— Begin Data lines —

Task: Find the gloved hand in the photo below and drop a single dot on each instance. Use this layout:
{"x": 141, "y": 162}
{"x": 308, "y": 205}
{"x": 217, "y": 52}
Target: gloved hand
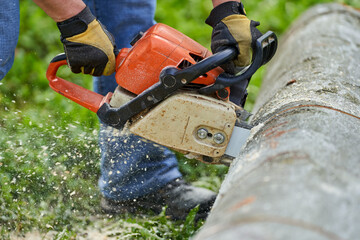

— End Data lines —

**Work required:** Reproduce the listing above word for word, leaving out the picture.

**Reply to the exercise:**
Task: Find the gloved hand in the photo below and drop a single dot on each instance. Use this layout:
{"x": 141, "y": 162}
{"x": 308, "y": 205}
{"x": 217, "y": 52}
Target: gloved hand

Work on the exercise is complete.